Campino – Hope Street, Piper 2020
Der Sänger der Toten Hosen berichtet davon, wie er einmal englischer Meister wurde, so sagt es wenigstens der Untertitel des Buches. Dabei ist Hope Street so viel mehr als bloß ein Buch über Fußball. Auf der Bühne im Club 100 zu erleben.

Liverpool/Düsseldorf/Bremen. Die Einordnung dieses Buches fällt dann doch überraschend schwer. Klar, Fußball und ganz speziell die Meistersaison des Liverpool FC spielt eine große Rolle, begleitet der Leser doch den glühenden Fan Campino durch die Saison 19/21 in der Liverpool bekanntermaßen zum ersten Mal seit dreißig Jahren Fußballmeister wurde. Campino versucht bei so vielen Spielen, wie es ihm möglich ist, vor Ort zu sein, leider kommt ihm da sein Beruf als Sänger einer der bekanntesten Bands des Landes immer wieder in die Quere. An manchen Tagen ist er gezwungen, die Spiele des Vereins auf einem kleinen Monitor auf der Bühne zu verfolgen. Oder im Backstagebereich von irgendwelchen Festivals, ohne funktionierende Internetverbindung oder eben vom Sofa zu Hause in Berlin oder Düsseldorf. Am liebsten dann aber doch im Anfield oder irgendeinem anderen Stadion in England oder Europa. So viel ist schon mal sicher, Campino lässt sich sein Hobby einiges kosten.

### Erfasste Daten

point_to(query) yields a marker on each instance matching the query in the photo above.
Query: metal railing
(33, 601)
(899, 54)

### Aufgaben
a: Nenne alle Städte, die im Lesetext vorkommen.
b: Schreibe aus dem Lesetext den Abschnitt von „Campino – Hope“ bis „100 zu erleben.“ ab.

### Lösungen
a: Liverpool, Düsseldorf, Bremen, Berlin

b:
Campino – Hope Street, Piper 2020
Der Sänger der Toten Hosen berichtet davon, wie er einmal englischer Meister wurde, so sagt es wenigstens der Untertitel des Buches. Dabei ist Hope Street so viel mehr als bloß ein Buch über Fußball. Auf der Bühne im Club 100 zu erleben.